### Task to complete
Scan the entries below for the word "positive" and copy every line where it turns up.

### Data shown
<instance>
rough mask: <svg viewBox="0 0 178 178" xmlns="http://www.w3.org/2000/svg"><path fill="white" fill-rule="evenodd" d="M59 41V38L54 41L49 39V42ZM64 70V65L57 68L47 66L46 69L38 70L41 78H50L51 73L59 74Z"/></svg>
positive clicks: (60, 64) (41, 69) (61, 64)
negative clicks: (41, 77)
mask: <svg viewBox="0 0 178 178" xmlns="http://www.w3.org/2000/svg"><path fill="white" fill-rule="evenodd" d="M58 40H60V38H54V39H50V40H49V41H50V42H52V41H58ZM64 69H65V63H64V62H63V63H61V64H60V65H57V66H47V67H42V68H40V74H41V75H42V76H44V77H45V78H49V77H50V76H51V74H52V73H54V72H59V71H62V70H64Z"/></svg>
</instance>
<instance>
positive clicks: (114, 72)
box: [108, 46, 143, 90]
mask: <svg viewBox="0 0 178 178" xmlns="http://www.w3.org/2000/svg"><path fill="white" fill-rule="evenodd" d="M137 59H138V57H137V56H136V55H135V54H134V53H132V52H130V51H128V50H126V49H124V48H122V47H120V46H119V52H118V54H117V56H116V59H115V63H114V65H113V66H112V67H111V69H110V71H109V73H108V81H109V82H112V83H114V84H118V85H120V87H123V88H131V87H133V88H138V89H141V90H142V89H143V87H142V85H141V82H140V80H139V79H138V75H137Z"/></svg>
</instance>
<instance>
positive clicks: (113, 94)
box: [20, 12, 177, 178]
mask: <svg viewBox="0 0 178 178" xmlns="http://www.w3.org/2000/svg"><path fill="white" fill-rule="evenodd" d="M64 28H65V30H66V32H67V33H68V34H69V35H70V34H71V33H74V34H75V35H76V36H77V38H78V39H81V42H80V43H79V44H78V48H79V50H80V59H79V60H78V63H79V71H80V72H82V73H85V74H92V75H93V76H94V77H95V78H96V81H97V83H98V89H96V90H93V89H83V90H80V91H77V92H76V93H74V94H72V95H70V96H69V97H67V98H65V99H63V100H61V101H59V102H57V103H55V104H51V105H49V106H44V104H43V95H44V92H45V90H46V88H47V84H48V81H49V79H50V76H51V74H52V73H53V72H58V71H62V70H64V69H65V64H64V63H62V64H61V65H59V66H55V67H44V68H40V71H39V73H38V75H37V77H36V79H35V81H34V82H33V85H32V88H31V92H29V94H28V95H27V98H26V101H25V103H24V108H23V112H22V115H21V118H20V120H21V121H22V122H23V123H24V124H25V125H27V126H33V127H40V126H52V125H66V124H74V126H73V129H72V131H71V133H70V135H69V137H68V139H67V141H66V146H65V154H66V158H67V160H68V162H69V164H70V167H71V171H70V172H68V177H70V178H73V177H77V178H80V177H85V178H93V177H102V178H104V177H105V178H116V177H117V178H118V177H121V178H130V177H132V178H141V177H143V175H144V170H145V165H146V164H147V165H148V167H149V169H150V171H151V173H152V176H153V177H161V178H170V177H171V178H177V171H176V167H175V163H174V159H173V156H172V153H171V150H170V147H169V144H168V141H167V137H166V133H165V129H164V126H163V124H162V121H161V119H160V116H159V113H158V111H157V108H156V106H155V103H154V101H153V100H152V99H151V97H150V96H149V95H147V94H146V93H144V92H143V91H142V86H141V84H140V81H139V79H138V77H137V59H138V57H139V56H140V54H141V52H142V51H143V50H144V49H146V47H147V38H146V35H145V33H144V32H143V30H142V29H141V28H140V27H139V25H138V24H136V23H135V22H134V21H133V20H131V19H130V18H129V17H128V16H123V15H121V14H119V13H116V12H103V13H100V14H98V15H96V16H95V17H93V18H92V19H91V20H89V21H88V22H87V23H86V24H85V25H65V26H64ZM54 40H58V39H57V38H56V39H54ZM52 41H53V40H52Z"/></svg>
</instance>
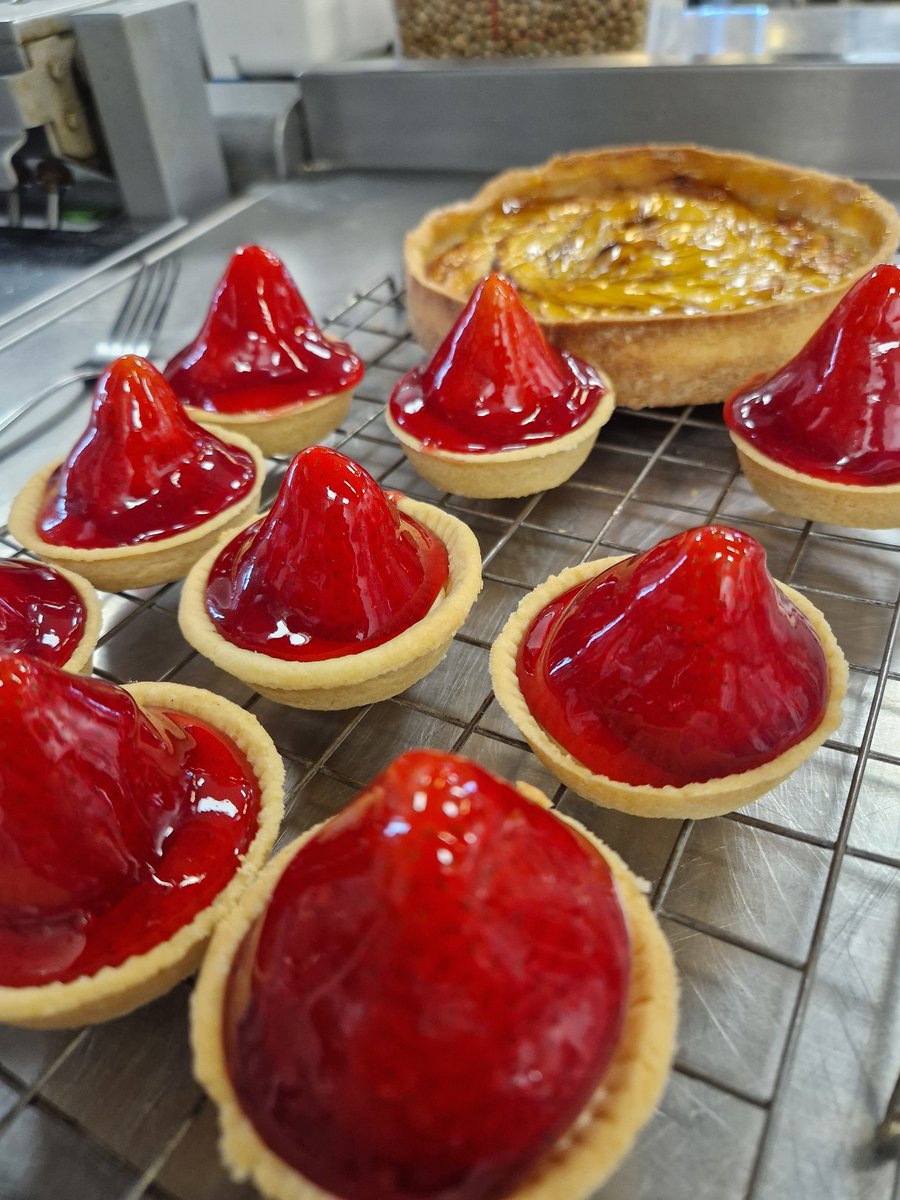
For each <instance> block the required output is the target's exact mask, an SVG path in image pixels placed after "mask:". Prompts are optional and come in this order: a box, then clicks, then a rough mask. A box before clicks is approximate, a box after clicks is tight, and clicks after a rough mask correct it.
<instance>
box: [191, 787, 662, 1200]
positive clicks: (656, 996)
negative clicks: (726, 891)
mask: <svg viewBox="0 0 900 1200" xmlns="http://www.w3.org/2000/svg"><path fill="white" fill-rule="evenodd" d="M517 786H518V788H520V791H521V792H522V794H524V796H527V797H528V799H530V800H534V802H535V803H539V804H542V805H544V806H547V808H548V806H550V802H548V800H547V798H546V797H545V796H544V794H542V793H540V792H539V791H538V790H536V788H533V787H527V786H523V785H521V784H520V785H517ZM557 816H558V817H559V820H560V821H564V822H565V823H566V824H568V826H571V828H572V829H575V830H576V832H577V833H578V834H580V835H581V836H582V838H584V840H586V841H588V842H589V844H590V845H592V846H594V847H595V848H596V851H598V852H599V853H600V854H602V856H604V858H605V859H606V862H607V863H608V865H610V869H611V871H612V874H613V876H614V878H616V884H617V888H618V892H619V898H620V901H622V907H623V911H624V913H625V918H626V920H628V925H629V931H630V936H631V978H630V983H629V1000H628V1008H626V1012H625V1021H624V1025H623V1028H622V1034H620V1038H619V1043H618V1046H617V1049H616V1052H614V1055H613V1058H612V1061H611V1063H610V1067H608V1068H607V1070H606V1074H605V1075H604V1079H602V1082H601V1085H600V1087H599V1088H598V1090H596V1093H595V1094H594V1097H593V1098H592V1099H590V1102H589V1103H588V1104H587V1106H586V1108H584V1110H583V1111H582V1112H581V1115H580V1116H578V1118H577V1120H576V1121H575V1123H574V1124H572V1127H571V1129H570V1130H569V1132H568V1133H566V1134H565V1135H564V1136H563V1138H562V1139H560V1140H559V1142H557V1145H556V1146H554V1147H553V1148H552V1150H551V1151H550V1153H547V1154H545V1156H544V1158H542V1159H541V1160H540V1162H539V1163H538V1164H536V1165H535V1168H534V1169H533V1170H532V1171H530V1174H529V1175H528V1177H527V1178H526V1180H523V1181H522V1182H521V1183H520V1184H518V1187H516V1188H515V1189H514V1190H512V1192H510V1193H509V1196H508V1200H560V1196H565V1198H566V1200H580V1198H586V1196H588V1195H589V1194H590V1193H592V1192H593V1190H594V1189H595V1188H596V1187H599V1186H600V1184H601V1183H602V1182H604V1181H605V1180H606V1178H607V1177H608V1176H610V1175H611V1174H612V1171H613V1170H614V1168H616V1166H617V1165H618V1163H619V1160H620V1159H622V1158H623V1157H624V1154H625V1153H626V1152H628V1150H629V1147H630V1146H631V1142H632V1141H634V1139H635V1135H636V1134H637V1132H638V1129H640V1128H641V1127H642V1126H643V1124H644V1122H646V1121H647V1118H648V1117H649V1116H650V1114H652V1111H653V1109H654V1106H655V1104H656V1102H658V1100H659V1097H660V1094H661V1093H662V1088H664V1086H665V1082H666V1079H667V1076H668V1069H670V1066H671V1062H672V1055H673V1051H674V1033H676V1020H677V1002H678V985H677V980H676V972H674V965H673V961H672V952H671V949H670V947H668V943H667V942H666V938H665V937H664V936H662V932H661V930H660V928H659V925H658V924H656V920H655V918H654V916H653V912H652V911H650V907H649V905H648V902H647V900H646V898H644V895H643V894H642V889H641V883H640V881H638V880H637V878H636V877H635V876H634V875H632V874H631V871H630V870H629V869H628V866H626V865H625V864H624V863H623V860H622V859H620V858H619V856H618V854H616V852H614V851H612V850H610V847H608V846H606V845H604V842H601V841H600V840H599V839H598V838H595V836H594V835H593V834H592V833H590V832H589V830H587V829H586V828H584V827H583V826H581V824H580V823H578V822H577V821H574V820H572V818H571V817H565V816H562V815H559V814H557ZM320 828H322V826H317V827H316V829H311V830H308V832H307V833H305V834H302V835H301V836H300V838H298V839H296V840H295V841H293V842H292V844H290V845H289V846H286V847H284V850H283V851H281V853H280V854H277V856H276V858H274V859H272V862H271V863H270V864H269V866H268V868H266V870H265V871H264V872H263V874H262V875H260V876H259V878H258V880H257V881H256V882H254V884H253V887H252V888H250V889H248V890H247V892H246V893H245V894H244V895H242V896H241V900H240V902H239V905H238V907H235V908H234V910H233V911H232V913H229V916H228V917H227V918H226V920H223V922H222V923H221V924H220V926H218V929H217V930H216V934H215V936H214V938H212V941H211V943H210V948H209V953H208V954H206V958H205V960H204V964H203V968H202V971H200V974H199V979H198V983H197V988H196V989H194V994H193V1000H192V1006H191V1018H192V1019H191V1043H192V1045H193V1052H194V1074H196V1075H197V1079H198V1081H199V1082H200V1084H202V1086H203V1087H204V1088H205V1090H206V1092H208V1093H209V1094H210V1096H211V1097H212V1099H214V1100H215V1102H216V1104H217V1106H218V1118H220V1126H221V1142H220V1146H221V1151H222V1157H223V1159H224V1163H226V1166H227V1168H228V1171H229V1174H230V1175H232V1177H233V1178H234V1180H236V1181H245V1180H252V1181H253V1183H254V1184H256V1187H257V1188H259V1190H260V1192H262V1193H263V1195H265V1196H269V1198H270V1200H336V1198H335V1196H332V1195H331V1193H328V1192H323V1189H322V1188H318V1187H317V1186H316V1184H314V1183H311V1182H310V1181H308V1180H306V1178H304V1177H302V1176H301V1175H299V1174H298V1172H296V1171H295V1170H293V1169H292V1168H290V1166H288V1165H287V1164H286V1163H284V1162H283V1160H282V1159H281V1158H278V1156H277V1154H276V1153H275V1152H274V1151H271V1150H270V1148H269V1147H268V1146H266V1145H265V1142H264V1141H263V1140H262V1139H260V1138H259V1135H258V1134H257V1132H256V1129H254V1128H253V1124H252V1123H251V1121H250V1120H248V1118H247V1117H246V1116H245V1115H244V1112H242V1110H241V1108H240V1103H239V1100H238V1098H236V1096H235V1093H234V1088H233V1087H232V1081H230V1078H229V1075H228V1068H227V1064H226V1057H224V1039H223V1032H222V1007H223V998H224V992H226V986H227V983H228V974H229V971H230V966H232V961H233V958H234V954H235V952H236V949H238V947H239V946H240V943H241V941H242V938H244V936H245V934H246V931H247V930H248V928H250V926H251V925H252V923H253V922H254V920H256V918H257V917H258V916H259V914H260V913H262V912H263V910H264V908H265V905H266V904H268V901H269V896H270V895H271V894H272V892H274V889H275V886H276V884H277V882H278V880H280V878H281V875H282V874H283V871H284V870H286V868H287V865H288V863H289V862H290V860H292V859H293V857H294V854H295V853H296V852H298V851H299V850H300V847H301V846H302V845H305V842H307V841H308V840H310V838H312V836H313V835H314V834H316V832H317V829H320Z"/></svg>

### Exercise response
positive clicks: (60, 64) (41, 69) (61, 64)
positive clicks: (114, 72)
positive clicks: (113, 94)
positive clicks: (656, 996)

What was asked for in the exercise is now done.